### OBJECTIVE
Please update the material below by changing every "response body" to "output", keeping everything else unchanged.

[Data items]
## Begin

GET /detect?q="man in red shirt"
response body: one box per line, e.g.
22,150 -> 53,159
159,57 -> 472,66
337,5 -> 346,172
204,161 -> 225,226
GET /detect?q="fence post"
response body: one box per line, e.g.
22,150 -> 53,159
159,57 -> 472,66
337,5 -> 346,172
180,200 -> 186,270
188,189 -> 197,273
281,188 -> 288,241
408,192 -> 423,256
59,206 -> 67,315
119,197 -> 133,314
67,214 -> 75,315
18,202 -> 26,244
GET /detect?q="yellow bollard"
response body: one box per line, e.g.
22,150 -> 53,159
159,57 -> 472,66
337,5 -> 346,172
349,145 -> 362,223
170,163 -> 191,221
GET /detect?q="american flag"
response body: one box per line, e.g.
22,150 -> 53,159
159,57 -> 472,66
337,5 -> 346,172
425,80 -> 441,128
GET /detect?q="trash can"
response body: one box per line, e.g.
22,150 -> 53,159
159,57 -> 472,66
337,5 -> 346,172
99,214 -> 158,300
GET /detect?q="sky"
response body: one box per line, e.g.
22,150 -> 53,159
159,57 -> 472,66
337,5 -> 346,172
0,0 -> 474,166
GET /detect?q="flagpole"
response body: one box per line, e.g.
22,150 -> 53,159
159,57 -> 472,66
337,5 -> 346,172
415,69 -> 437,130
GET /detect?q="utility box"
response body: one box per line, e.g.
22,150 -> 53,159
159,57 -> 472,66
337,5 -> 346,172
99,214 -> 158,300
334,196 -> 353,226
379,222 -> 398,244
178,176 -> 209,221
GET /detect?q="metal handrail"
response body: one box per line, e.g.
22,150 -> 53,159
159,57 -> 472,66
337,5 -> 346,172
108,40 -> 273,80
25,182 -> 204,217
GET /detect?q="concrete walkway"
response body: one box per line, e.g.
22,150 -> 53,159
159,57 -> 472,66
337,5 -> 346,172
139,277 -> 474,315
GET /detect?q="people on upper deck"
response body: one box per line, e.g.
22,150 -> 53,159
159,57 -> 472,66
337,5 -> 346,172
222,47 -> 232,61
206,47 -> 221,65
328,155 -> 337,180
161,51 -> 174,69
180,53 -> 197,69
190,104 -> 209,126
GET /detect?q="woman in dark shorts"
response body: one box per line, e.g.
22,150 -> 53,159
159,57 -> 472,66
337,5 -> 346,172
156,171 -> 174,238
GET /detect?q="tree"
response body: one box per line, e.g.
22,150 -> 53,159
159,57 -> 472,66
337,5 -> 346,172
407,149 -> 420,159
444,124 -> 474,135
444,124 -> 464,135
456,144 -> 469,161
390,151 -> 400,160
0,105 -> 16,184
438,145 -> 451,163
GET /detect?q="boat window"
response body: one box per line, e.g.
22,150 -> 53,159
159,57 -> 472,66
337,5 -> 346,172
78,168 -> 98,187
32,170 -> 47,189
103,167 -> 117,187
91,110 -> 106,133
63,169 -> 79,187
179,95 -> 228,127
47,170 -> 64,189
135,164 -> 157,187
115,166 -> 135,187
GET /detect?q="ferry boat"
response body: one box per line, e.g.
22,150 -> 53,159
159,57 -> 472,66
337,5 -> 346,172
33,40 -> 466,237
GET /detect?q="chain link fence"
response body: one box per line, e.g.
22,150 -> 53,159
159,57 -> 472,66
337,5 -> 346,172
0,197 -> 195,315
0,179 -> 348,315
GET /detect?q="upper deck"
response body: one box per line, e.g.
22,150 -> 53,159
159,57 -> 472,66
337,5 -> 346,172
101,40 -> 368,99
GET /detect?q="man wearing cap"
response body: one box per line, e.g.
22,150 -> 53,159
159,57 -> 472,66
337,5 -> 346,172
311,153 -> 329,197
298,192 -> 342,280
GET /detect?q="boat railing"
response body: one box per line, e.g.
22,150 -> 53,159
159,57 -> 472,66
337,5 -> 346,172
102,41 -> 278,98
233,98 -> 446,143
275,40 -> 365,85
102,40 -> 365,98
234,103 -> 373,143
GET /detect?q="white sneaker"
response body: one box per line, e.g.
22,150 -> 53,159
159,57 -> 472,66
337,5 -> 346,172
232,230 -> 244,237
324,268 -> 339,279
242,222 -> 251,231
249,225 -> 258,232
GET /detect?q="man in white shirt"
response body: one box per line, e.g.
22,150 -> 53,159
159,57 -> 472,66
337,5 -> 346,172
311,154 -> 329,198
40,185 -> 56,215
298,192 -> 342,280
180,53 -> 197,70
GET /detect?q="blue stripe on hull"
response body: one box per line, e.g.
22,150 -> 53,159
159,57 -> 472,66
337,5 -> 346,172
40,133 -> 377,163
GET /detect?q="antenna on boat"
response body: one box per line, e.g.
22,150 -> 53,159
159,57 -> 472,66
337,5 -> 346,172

## End

### SOLUTION FOR THIS PROBLEM
GET /detect?q="man in red shirt"
output: one box per line, e.g.
22,150 -> 53,159
159,57 -> 472,66
337,5 -> 346,172
204,161 -> 225,226
GET /detect?q="fence post"
output: one box per line, e.g.
22,150 -> 53,159
159,57 -> 472,66
337,5 -> 346,172
180,200 -> 186,270
188,189 -> 197,273
281,188 -> 288,241
408,192 -> 423,256
59,206 -> 67,315
119,197 -> 133,314
67,214 -> 75,315
18,202 -> 26,244
GET /detect?q="yellow bollard"
output: one box per line, e.g.
22,150 -> 53,159
159,57 -> 472,66
337,5 -> 346,172
349,145 -> 362,223
170,163 -> 191,221
GET /detect?q="american flag"
output: one box per line, e.g.
22,150 -> 53,159
159,57 -> 472,66
337,5 -> 346,172
425,80 -> 441,128
GET /detect?q="trash can"
output: one box per line, e.g.
22,150 -> 53,159
159,57 -> 472,66
337,5 -> 346,172
99,214 -> 158,300
GET /detect?q="sky"
output: one box per line, e.g.
22,150 -> 53,159
159,57 -> 472,66
337,5 -> 346,172
0,0 -> 474,166
GET /detect?q="flagpole"
output: one box per line, e.g.
22,150 -> 53,159
159,57 -> 472,66
337,5 -> 346,172
415,69 -> 437,130
GET /detect?q="utility box"
output: one box per line, e.g.
22,150 -> 53,159
159,57 -> 472,66
337,5 -> 346,172
99,214 -> 158,300
334,196 -> 353,226
379,222 -> 398,244
178,176 -> 209,221
GET /detect?q="metal handrail"
output: one box per line, e.g.
22,150 -> 53,159
159,57 -> 472,66
337,5 -> 346,172
108,40 -> 273,80
25,182 -> 204,217
GET /detect?q="concrete walkway"
output: one box per line, e.g.
22,150 -> 53,159
159,57 -> 472,66
337,5 -> 346,172
139,277 -> 474,315
GET /detect?q="people on upper deck"
output: one box per line, e.g.
22,150 -> 53,159
159,57 -> 472,66
337,5 -> 346,172
222,47 -> 232,61
206,47 -> 221,65
328,155 -> 337,180
161,51 -> 174,69
180,53 -> 197,69
190,104 -> 209,126
GET /detect?q="woman in dark shorts"
output: one box per line, e.g.
22,150 -> 53,159
159,57 -> 472,66
337,5 -> 346,172
156,171 -> 174,238
GET /detect?q="tree"
output: one box per line, e.g.
22,150 -> 53,159
159,57 -> 472,66
337,5 -> 346,172
407,149 -> 420,159
444,124 -> 474,135
444,124 -> 464,135
456,144 -> 469,161
390,151 -> 400,160
0,105 -> 16,184
438,145 -> 451,163
GET /detect?q="boat window"
output: one box per line, e.g.
22,150 -> 53,159
159,57 -> 472,66
337,5 -> 346,172
78,168 -> 98,187
32,170 -> 47,189
103,167 -> 117,187
91,110 -> 106,133
63,169 -> 79,187
179,95 -> 228,127
47,170 -> 64,189
135,164 -> 157,187
115,166 -> 135,187
GET /detect?q="ferry boat"
output: one box per line, e.g.
22,150 -> 53,159
159,57 -> 472,66
337,5 -> 346,172
33,40 -> 466,237
GET /detect?q="chain link fence"
output: one box per line, e.g.
22,150 -> 53,159
159,57 -> 472,66
337,5 -> 346,172
0,197 -> 195,315
0,179 -> 348,315
GET /detect?q="upper deck"
output: one box per line, e.g.
22,150 -> 53,159
159,57 -> 472,66
337,5 -> 346,172
101,40 -> 368,99
GET /detect?q="man wearing cap"
output: one box per line, e.g.
22,150 -> 53,159
159,57 -> 472,66
337,5 -> 346,172
311,153 -> 329,197
298,192 -> 342,280
GET /detect?q="boat railing"
output: one box per line, e.g.
22,150 -> 53,159
159,57 -> 472,66
337,5 -> 346,172
102,41 -> 278,98
233,98 -> 446,143
275,40 -> 365,85
102,40 -> 365,98
234,103 -> 373,143
GET /detect?q="white sneaker"
output: one box per line, e.g.
22,150 -> 53,159
159,57 -> 472,66
337,5 -> 346,172
232,230 -> 244,237
324,268 -> 339,279
242,222 -> 251,231
249,225 -> 258,232
GET /detect?q="man in white shirt"
output: one box per line, e.g.
22,150 -> 53,159
159,57 -> 472,66
337,5 -> 346,172
311,154 -> 329,198
40,185 -> 56,215
298,192 -> 342,280
180,53 -> 197,70
GET /detect?q="blue stripe on hull"
output: one box per line, e.g.
22,150 -> 53,159
159,57 -> 472,66
337,5 -> 346,172
40,133 -> 377,163
GET /detect?q="antenna on boat"
output: one box per line, e.g.
22,150 -> 53,159
159,57 -> 472,66
337,5 -> 346,172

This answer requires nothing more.